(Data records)
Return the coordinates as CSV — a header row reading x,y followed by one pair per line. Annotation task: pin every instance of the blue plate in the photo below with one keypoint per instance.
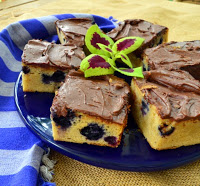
x,y
134,153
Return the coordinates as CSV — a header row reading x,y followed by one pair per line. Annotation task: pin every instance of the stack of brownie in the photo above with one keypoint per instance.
x,y
95,110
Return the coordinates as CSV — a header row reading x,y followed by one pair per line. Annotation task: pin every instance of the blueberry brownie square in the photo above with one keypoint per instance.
x,y
44,65
167,108
92,110
173,56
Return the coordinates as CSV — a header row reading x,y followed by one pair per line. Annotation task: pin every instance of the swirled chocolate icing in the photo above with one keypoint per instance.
x,y
139,28
50,54
176,94
176,55
105,97
74,29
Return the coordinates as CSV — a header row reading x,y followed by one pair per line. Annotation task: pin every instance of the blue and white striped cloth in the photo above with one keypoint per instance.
x,y
20,150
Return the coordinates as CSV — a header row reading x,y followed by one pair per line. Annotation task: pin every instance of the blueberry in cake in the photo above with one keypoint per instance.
x,y
152,33
92,110
167,102
45,64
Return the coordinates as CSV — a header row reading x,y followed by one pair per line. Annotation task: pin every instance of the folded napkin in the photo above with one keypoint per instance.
x,y
20,150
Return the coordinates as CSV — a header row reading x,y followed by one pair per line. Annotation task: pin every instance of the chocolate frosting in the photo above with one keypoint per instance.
x,y
171,103
74,29
179,80
175,55
105,97
50,54
173,82
139,28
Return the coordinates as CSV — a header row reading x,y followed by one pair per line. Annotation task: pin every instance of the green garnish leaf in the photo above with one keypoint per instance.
x,y
93,36
96,65
125,59
108,51
127,45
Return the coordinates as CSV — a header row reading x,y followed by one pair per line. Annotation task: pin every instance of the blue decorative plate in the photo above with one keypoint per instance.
x,y
134,153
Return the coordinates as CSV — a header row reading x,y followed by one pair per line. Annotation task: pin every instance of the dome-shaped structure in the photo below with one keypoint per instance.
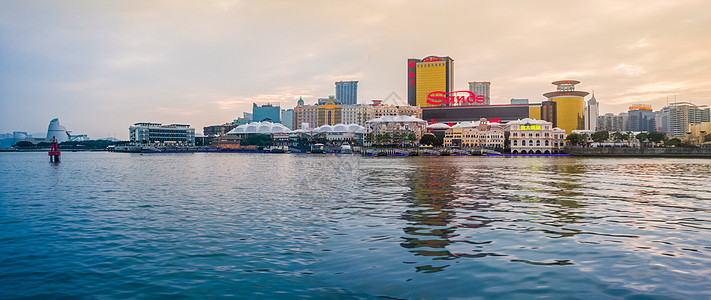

Work request → Beginning with the line that contains "of the green", output every line down to the last line of the entries above exactly as written, apart from the pictures.

Answer →
Return the coordinates as CSV — a header row reading x,y followed by one pair per line. Annotation task: pin every instance of the green garnish leaf in the photo above with one keypoint per instance.
x,y
93,36
96,65
125,59
108,51
127,45
Return the coordinates as CSV — a header row reading x,y followed by one pair per line. Annotation task: pin every instance of the blue decorative plate in the photo above with one keypoint per instance.
x,y
134,153
Return the coordinates as CSV — a header row reading x,y followed by one pair per line. Annotation task: pin every instance of the dome-shaped structure in the photo below with one keypoint per instance.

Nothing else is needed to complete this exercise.